• **Problem requirements**: The entries need to be copied exactly.

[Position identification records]
[start]
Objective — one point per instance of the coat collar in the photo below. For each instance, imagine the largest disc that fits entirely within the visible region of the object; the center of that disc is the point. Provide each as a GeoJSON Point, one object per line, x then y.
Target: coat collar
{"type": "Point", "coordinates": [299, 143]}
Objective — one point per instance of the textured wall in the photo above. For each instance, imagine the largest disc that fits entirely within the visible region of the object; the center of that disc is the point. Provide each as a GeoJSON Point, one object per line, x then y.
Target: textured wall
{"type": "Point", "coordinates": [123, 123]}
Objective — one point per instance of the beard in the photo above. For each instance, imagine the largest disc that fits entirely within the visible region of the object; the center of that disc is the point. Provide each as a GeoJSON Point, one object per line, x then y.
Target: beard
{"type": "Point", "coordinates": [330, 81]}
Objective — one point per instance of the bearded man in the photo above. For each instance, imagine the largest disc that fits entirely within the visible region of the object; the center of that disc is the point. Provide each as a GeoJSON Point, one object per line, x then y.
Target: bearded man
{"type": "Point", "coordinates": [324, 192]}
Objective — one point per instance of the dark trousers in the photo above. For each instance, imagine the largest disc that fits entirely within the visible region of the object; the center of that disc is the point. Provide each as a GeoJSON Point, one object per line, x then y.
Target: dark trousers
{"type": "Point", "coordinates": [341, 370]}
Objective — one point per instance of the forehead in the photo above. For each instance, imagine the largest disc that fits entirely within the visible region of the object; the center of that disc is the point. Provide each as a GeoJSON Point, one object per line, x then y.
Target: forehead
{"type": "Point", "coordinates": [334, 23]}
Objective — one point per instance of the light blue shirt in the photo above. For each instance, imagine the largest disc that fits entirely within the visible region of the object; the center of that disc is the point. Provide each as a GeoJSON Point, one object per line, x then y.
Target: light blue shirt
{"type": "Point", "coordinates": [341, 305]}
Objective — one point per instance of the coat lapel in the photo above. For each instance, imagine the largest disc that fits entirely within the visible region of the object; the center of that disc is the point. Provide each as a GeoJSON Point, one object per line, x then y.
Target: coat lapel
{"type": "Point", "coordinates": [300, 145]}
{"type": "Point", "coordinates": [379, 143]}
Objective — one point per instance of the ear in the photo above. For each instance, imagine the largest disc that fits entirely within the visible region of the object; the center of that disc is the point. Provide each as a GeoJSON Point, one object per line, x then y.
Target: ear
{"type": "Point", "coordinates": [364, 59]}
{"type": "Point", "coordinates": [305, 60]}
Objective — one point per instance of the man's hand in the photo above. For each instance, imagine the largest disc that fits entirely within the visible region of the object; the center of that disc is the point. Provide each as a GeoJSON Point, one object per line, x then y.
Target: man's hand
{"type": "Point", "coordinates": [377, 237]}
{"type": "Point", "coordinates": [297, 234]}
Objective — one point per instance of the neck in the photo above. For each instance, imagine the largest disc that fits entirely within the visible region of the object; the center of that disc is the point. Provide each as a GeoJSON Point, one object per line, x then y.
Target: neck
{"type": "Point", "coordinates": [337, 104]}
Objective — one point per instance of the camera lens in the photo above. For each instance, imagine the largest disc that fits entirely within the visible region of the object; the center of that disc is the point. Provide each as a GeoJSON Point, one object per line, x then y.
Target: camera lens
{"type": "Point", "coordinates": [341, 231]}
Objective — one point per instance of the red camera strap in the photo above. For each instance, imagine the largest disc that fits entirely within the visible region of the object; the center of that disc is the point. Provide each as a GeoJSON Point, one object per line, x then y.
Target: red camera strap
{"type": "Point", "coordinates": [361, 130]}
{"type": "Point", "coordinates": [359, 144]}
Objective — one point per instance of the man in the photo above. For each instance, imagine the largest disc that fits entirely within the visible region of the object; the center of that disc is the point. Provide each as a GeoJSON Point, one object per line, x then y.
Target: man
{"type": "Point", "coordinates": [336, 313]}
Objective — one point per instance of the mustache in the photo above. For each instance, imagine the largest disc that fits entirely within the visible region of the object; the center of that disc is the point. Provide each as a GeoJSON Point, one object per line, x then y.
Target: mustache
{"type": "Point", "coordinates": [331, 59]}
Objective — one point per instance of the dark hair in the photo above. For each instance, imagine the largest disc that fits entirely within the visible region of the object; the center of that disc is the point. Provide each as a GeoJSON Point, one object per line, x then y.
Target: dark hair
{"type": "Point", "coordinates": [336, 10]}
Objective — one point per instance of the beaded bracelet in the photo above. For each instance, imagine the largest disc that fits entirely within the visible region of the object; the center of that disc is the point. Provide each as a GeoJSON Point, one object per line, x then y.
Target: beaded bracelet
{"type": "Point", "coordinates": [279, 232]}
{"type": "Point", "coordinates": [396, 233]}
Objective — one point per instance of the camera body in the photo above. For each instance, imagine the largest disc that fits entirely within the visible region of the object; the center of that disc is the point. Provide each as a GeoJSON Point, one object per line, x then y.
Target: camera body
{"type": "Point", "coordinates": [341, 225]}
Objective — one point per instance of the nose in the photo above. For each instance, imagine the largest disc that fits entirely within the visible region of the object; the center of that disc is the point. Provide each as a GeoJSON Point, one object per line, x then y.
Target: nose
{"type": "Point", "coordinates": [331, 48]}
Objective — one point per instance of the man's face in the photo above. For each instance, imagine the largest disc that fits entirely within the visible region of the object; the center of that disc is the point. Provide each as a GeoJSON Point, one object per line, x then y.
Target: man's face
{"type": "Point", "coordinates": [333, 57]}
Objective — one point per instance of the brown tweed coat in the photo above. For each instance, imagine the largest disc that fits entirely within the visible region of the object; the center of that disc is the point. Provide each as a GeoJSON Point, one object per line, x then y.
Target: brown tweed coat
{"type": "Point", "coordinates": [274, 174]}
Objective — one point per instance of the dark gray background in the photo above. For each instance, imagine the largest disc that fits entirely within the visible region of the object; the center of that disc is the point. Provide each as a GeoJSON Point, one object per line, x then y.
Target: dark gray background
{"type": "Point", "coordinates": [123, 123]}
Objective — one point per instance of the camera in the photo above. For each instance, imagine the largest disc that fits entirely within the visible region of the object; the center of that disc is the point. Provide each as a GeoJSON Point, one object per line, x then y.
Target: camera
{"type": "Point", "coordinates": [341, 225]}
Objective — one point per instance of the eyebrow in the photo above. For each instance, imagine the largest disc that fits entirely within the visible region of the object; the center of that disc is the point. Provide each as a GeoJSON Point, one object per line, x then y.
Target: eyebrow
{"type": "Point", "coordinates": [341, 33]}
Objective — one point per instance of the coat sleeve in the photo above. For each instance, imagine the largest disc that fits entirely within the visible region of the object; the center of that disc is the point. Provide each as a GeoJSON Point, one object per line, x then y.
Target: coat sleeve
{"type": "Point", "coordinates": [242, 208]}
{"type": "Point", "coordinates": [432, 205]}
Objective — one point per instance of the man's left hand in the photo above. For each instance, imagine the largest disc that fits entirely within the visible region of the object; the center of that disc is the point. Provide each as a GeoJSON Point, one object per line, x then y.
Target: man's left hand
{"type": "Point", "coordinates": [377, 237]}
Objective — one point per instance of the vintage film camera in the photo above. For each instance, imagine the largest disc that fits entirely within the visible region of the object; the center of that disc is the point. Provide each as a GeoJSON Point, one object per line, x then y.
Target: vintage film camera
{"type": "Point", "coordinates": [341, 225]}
[end]
• **Output**:
Objective — one point per instance of the coat collar in the photo below. For each instance, imagine the largest disc that fits entirely within the visible region of the object; the center of that disc is the point. Provide each as a GeoJSON Point, one object per line, x then y.
Target: coat collar
{"type": "Point", "coordinates": [299, 143]}
Objective — one point per instance of the textured wall in the photo above. For each instance, imagine the largest disc that fits entirely within the visible region of the object; the center of that disc is the point. Provide each as a GeoJSON Point, one object per line, x then y.
Target: textured wall
{"type": "Point", "coordinates": [123, 123]}
Objective — one point per instance of the beard in the photo above. For each instance, imagine the largest disc that fits entirely within the visible region of the object; the center of that disc is the point. Provide each as a GeoJSON Point, one object per line, x then y.
Target: beard
{"type": "Point", "coordinates": [330, 81]}
Objective — one point per instance of the bearded man in the photo above. For each instance, imagine the largest disc that fits entirely within the visible region of the object; the center of that disc is the point. Provide each as a GeoJSON Point, one object per line, x then y.
Target: bearded man
{"type": "Point", "coordinates": [324, 192]}
Objective — one point per instance of the dark trousers in the photo above. For each instance, imagine the largest disc that fits entirely within the visible region of the object; the center of that disc is the point. Provide each as a GeoJSON Point, one object per line, x then y.
Target: dark trousers
{"type": "Point", "coordinates": [341, 370]}
Objective — one point per instance of the forehead in the photo above. For each instance, imagine the largest disc that fits entirely within the visible region of the object; the center of that disc is the point. Provide each as a GeoJSON Point, one object per line, x then y.
Target: forehead
{"type": "Point", "coordinates": [334, 23]}
Objective — one point per instance of the light blue shirt in the photo above. For each instance, imagine the largest disc that fits entirely within the visible region of the object; the center of that disc is the point. Provide each as a GeoJSON Point, one object per line, x then y.
Target: light blue shirt
{"type": "Point", "coordinates": [341, 305]}
Objective — one point per instance of the coat lapel in the photo above. For each instance, imagine the largest disc that fits entirely within the visible region of the object; the center of that disc is the point. Provide each as a GeoJSON Point, one object per line, x then y.
Target: coat lapel
{"type": "Point", "coordinates": [300, 145]}
{"type": "Point", "coordinates": [379, 143]}
Objective — one point per instance of the ear in the photo above. For each instance, imagine the largest disc that fits entirely within the visible region of the object; the center of that disc is the point. Provide each as a GeoJSON Point, one object per line, x then y.
Target: ear
{"type": "Point", "coordinates": [364, 59]}
{"type": "Point", "coordinates": [305, 60]}
Objective — one point per instance of the man's hand in the photo above. For each instance, imagine the largest disc that fits entirely within the visible region of the object; the center of that disc is the point. Provide each as a GeoJSON Point, one object per line, x then y.
Target: man's hand
{"type": "Point", "coordinates": [377, 237]}
{"type": "Point", "coordinates": [297, 234]}
Objective — one point per instance of the neck in the photo above. For each instance, imagine the largest disc that fits entirely within the visible region of the object; the center of that disc is the point. Provide each as a GeoJSON Point, one object per line, x then y.
Target: neck
{"type": "Point", "coordinates": [337, 104]}
Objective — one point per instance of the camera lens in the photo above. For each instance, imagine the largest disc that fits entirely within the visible region of the object; the center of that disc is the point. Provide each as a GeoJSON Point, one object per line, x then y.
Target: camera lens
{"type": "Point", "coordinates": [341, 231]}
Objective — one point per instance of the red camera strap in the photo above. For each instance, imagine the largest disc that fits entirely within the visible region of the object; the center of that disc is the point. Provide each as a GeoJSON Point, one object per line, x then y.
Target: red camera strap
{"type": "Point", "coordinates": [361, 130]}
{"type": "Point", "coordinates": [359, 144]}
Objective — one point per instance of the man in the photo above. For each instance, imagine the largest disc that fits entirely within the visible region of the object; the center of that disc is the point. Provide each as a GeoJSON Point, one object per line, x then y.
Target: man
{"type": "Point", "coordinates": [336, 313]}
Objective — one point per instance of the mustache in the photo above. For each instance, imagine the largest disc that fits entirely within the visible region of the object; the center of that disc is the point. Provide each as a GeoJSON Point, one object per line, x then y.
Target: mustache
{"type": "Point", "coordinates": [331, 59]}
Objective — one point per instance of the dark hair in the photo above. For each instance, imagine the largest disc that fits entirely within the visible region of the object; the center of that disc is the point. Provide each as a GeoJSON Point, one object per line, x then y.
Target: dark hair
{"type": "Point", "coordinates": [336, 10]}
Objective — one point per instance of the beaded bracelet in the photo above. For each instance, imagine the largest disc that fits entirely within the visible region of the object; the center of that disc is the point. Provide each as a GeoJSON Point, one object per line, x then y.
Target: beaded bracelet
{"type": "Point", "coordinates": [279, 232]}
{"type": "Point", "coordinates": [396, 233]}
Objective — one point per instance of the camera body in the photo above. For each instance, imagine the largest disc that fits entirely within the visible region of the object; the center of that disc is the point. Provide each as a GeoJSON Point, one object per line, x then y.
Target: camera body
{"type": "Point", "coordinates": [341, 225]}
Objective — one point per instance of the nose in the photo above. For each instance, imagine the largest disc that fits entirely within the visible region of the object; the center of that disc is the point. Provide each as a GeoJSON Point, one object per line, x then y.
Target: nose
{"type": "Point", "coordinates": [331, 48]}
Objective — one point per instance of the man's face in the photo above. For each instance, imagine the largest disc that fits entirely within the visible region of the object; the center of that disc is the point. Provide each as a GeoJSON Point, one object per line, x then y.
Target: man's face
{"type": "Point", "coordinates": [333, 57]}
Objective — one point per instance of the brown tweed coat in the photo above. For each instance, imagine the largest disc that fits entirely within the visible region of the object; the center of that disc is the point. Provide each as a GeoJSON Point, one object per line, x then y.
Target: brown tweed coat
{"type": "Point", "coordinates": [274, 174]}
Objective — one point per instance of the dark gray background in the photo above. For each instance, imagine the largest disc that fits entirely within the visible region of the object; the center of that disc is the point. Provide each as a GeoJSON Point, one object per line, x then y.
Target: dark gray background
{"type": "Point", "coordinates": [123, 123]}
Objective — one point per instance of the camera in the photo above. For each instance, imagine the largest disc that fits entirely within the visible region of the object; the center of that disc is the point. Provide each as a GeoJSON Point, one object per line, x then y.
Target: camera
{"type": "Point", "coordinates": [341, 225]}
Objective — one point per instance of the eyebrow in the photo above. For each instance, imagine the largest disc that fits entirely within the visible region of the object; the center of that disc is the point. Provide each as a GeoJSON Point, one object per line, x then y.
Target: eyebrow
{"type": "Point", "coordinates": [341, 33]}
Objective — one point per instance of the coat sleeve in the photo above. For each instance, imagine the largest disc that fits entirely within the visible region of the object; the center of that disc is the point. Provide each as a GeoJSON Point, one object per line, x then y.
Target: coat sleeve
{"type": "Point", "coordinates": [242, 208]}
{"type": "Point", "coordinates": [432, 205]}
Objective — one point per instance of the man's left hand in the photo above. For each instance, imagine the largest disc that fits entirely within the visible region of the object; the center of that disc is the point. Provide each as a GeoJSON Point, one object per line, x then y.
Target: man's left hand
{"type": "Point", "coordinates": [377, 237]}
Objective — one point per instance of the vintage film camera in the photo above. For each instance, imagine the largest disc that fits entirely within the visible region of the object; the center of that disc is the point. Provide each as a GeoJSON Point, one object per line, x then y.
Target: vintage film camera
{"type": "Point", "coordinates": [341, 225]}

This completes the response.